Recorded data
※

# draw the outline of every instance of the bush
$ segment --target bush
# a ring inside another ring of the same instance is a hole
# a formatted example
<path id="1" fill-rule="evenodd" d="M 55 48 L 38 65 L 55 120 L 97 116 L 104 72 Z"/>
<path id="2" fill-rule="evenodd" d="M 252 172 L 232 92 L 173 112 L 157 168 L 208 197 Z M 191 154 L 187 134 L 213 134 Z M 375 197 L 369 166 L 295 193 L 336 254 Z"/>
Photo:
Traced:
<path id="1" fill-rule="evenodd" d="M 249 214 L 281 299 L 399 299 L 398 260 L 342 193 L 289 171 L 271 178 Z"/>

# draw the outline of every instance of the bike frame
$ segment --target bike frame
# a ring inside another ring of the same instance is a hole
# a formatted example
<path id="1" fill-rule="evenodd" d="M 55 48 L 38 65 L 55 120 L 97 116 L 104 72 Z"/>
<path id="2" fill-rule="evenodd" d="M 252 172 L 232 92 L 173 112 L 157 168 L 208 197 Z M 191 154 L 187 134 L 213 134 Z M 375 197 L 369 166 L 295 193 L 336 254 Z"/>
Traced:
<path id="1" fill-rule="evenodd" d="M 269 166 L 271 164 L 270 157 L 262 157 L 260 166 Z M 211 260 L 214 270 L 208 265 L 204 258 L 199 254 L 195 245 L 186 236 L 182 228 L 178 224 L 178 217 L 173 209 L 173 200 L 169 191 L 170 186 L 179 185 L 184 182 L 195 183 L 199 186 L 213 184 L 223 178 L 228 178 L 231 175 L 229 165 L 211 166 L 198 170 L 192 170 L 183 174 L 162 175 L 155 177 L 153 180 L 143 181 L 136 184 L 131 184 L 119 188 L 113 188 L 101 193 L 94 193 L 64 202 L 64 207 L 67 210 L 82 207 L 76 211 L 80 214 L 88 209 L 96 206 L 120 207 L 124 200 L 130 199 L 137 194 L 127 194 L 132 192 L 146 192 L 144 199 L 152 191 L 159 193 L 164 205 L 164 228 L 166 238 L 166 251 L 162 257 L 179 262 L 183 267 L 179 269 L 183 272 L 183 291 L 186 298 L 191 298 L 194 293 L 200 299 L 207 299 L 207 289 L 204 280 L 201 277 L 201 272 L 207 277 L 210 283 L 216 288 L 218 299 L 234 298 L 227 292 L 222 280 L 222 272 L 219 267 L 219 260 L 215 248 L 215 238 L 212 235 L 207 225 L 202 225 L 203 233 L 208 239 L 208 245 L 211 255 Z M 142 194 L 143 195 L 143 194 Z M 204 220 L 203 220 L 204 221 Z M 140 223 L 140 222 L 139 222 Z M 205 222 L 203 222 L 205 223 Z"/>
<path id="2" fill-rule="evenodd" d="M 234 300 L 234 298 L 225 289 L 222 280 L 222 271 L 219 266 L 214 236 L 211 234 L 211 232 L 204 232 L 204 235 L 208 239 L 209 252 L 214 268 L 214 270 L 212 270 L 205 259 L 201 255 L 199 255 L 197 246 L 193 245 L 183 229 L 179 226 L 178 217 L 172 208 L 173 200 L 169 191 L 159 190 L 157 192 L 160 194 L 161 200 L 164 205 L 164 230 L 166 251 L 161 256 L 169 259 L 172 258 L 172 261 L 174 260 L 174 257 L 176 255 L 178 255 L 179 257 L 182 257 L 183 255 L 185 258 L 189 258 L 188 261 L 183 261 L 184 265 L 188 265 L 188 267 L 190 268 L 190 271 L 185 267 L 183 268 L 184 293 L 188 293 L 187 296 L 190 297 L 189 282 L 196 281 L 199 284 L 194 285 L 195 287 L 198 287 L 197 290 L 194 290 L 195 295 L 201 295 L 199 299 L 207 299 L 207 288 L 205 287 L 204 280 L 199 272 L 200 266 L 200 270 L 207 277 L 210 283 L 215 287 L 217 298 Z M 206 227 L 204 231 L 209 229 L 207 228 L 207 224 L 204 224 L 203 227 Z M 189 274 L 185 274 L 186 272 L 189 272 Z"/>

※

### [EXERCISE GOAL]
Produce a verbatim transcription of the entries above.

### [YOUR SOLUTION]
# draw the outline of every instance of the bush
$ segment --target bush
# a ring inside another ring of the same instance is a hole
# a formatted example
<path id="1" fill-rule="evenodd" d="M 55 48 L 38 65 L 55 120 L 97 116 L 104 72 Z"/>
<path id="2" fill-rule="evenodd" d="M 252 172 L 232 92 L 173 112 L 157 168 L 208 197 Z M 191 154 L 187 134 L 213 134 Z M 375 197 L 369 166 L 295 193 L 336 254 Z"/>
Photo:
Traced:
<path id="1" fill-rule="evenodd" d="M 249 214 L 281 299 L 399 299 L 398 260 L 342 193 L 289 171 L 271 178 Z"/>

# draw the outline of every instance of the bike frame
$ segment --target bike frame
# a ring inside another ring of the same instance is a hole
# a formatted example
<path id="1" fill-rule="evenodd" d="M 55 48 L 38 65 L 55 120 L 97 116 L 104 72 Z"/>
<path id="2" fill-rule="evenodd" d="M 252 172 L 232 92 L 173 112 L 157 168 L 208 197 Z M 191 154 L 187 134 L 213 134 Z M 375 197 L 369 166 L 295 193 L 336 254 Z"/>
Traced:
<path id="1" fill-rule="evenodd" d="M 269 166 L 271 164 L 270 157 L 262 157 L 260 166 Z M 211 260 L 214 270 L 208 265 L 204 258 L 199 254 L 195 245 L 186 236 L 182 228 L 178 224 L 178 217 L 173 209 L 173 200 L 169 191 L 170 186 L 179 185 L 184 182 L 195 183 L 199 186 L 213 184 L 223 178 L 228 178 L 231 175 L 229 165 L 211 166 L 198 170 L 192 170 L 183 174 L 162 175 L 155 177 L 153 180 L 143 181 L 136 184 L 131 184 L 119 188 L 113 188 L 101 193 L 94 193 L 64 202 L 64 207 L 67 210 L 82 207 L 76 211 L 80 214 L 88 209 L 96 206 L 120 207 L 124 200 L 130 199 L 137 194 L 127 194 L 132 192 L 146 192 L 144 199 L 152 191 L 159 193 L 164 205 L 164 228 L 166 238 L 166 251 L 162 257 L 179 262 L 183 267 L 179 269 L 183 272 L 183 291 L 186 298 L 191 298 L 194 293 L 200 299 L 207 299 L 207 289 L 204 280 L 201 277 L 201 272 L 207 277 L 210 283 L 216 288 L 218 299 L 234 298 L 227 292 L 222 280 L 222 272 L 219 267 L 219 260 L 215 248 L 215 238 L 212 235 L 207 225 L 202 225 L 203 233 L 208 239 L 208 245 L 211 255 Z M 142 194 L 143 195 L 143 194 Z M 204 220 L 203 220 L 204 221 Z M 140 223 L 140 222 L 139 222 Z M 205 222 L 203 222 L 205 223 Z"/>
<path id="2" fill-rule="evenodd" d="M 234 300 L 234 298 L 225 289 L 222 280 L 222 271 L 219 266 L 214 236 L 211 234 L 211 232 L 204 232 L 204 235 L 208 239 L 209 252 L 214 268 L 214 270 L 212 270 L 205 259 L 201 255 L 199 255 L 197 246 L 193 245 L 183 229 L 179 226 L 178 217 L 172 208 L 173 200 L 169 191 L 159 190 L 157 192 L 160 194 L 161 200 L 164 205 L 164 230 L 166 251 L 161 256 L 169 259 L 172 258 L 172 261 L 174 260 L 174 257 L 176 255 L 178 255 L 179 257 L 182 257 L 183 255 L 185 258 L 189 258 L 188 261 L 183 261 L 184 265 L 188 265 L 188 267 L 190 268 L 190 271 L 185 267 L 183 268 L 184 293 L 188 293 L 187 296 L 190 297 L 189 282 L 196 281 L 199 284 L 194 285 L 195 287 L 198 287 L 197 290 L 194 290 L 195 295 L 201 295 L 199 299 L 207 299 L 207 288 L 205 287 L 204 280 L 199 272 L 200 266 L 200 270 L 207 277 L 210 283 L 215 287 L 217 298 Z M 206 227 L 204 231 L 209 229 L 207 228 L 207 224 L 204 224 L 203 227 Z M 189 274 L 185 274 L 186 272 L 189 272 Z"/>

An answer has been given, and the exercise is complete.